DIRECTIONS FOR THIS TASK: Where in the listing does the string "please" appear? Copy every line that holds it.

--------

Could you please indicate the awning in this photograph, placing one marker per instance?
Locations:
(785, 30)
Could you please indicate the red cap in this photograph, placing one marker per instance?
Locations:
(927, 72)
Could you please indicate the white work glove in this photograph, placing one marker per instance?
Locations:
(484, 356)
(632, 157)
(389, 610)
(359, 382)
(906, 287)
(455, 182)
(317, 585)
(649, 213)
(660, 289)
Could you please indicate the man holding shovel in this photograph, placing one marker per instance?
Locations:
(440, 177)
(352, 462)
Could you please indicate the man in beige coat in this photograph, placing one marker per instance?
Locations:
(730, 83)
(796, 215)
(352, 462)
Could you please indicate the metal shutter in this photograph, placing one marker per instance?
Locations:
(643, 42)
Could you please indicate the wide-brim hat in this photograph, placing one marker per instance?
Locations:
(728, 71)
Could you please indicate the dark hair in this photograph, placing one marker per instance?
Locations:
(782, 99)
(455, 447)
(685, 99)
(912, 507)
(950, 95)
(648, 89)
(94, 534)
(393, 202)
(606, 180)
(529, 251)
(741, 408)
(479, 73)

--------

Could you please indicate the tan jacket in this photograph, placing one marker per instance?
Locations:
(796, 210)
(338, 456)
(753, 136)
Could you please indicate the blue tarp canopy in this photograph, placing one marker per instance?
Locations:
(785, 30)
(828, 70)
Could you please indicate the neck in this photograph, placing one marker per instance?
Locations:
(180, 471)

--------

ANSWER BOX:
Could you please indicate the awning in this photograph, placing one marker per instance?
Could you please indicate the red cap in this photograph, placing one marker per instance?
Could you please indicate the white work glove in this photograph, placing one marker per instance?
Could you please indicate the man holding shovel in this photograph, placing one marker per instance?
Could you please indicate the man in beige coat in this photograph, placing one marker per instance?
Could you please indicate the metal shutter in this photograph, placing one marker per instance?
Could you please indicate the wide-brim hat in this photograph, placing one marker per instance?
Could you please indicate the dark hair in this photograph, placing one marker per instance?
Could you please indicate the tan jacket in this photograph, placing one marker per instance?
Could you please indicate the blue tarp canopy in this photograph, placing one marker per instance?
Could you please indicate the neck in this photograph, placing one marker per instance?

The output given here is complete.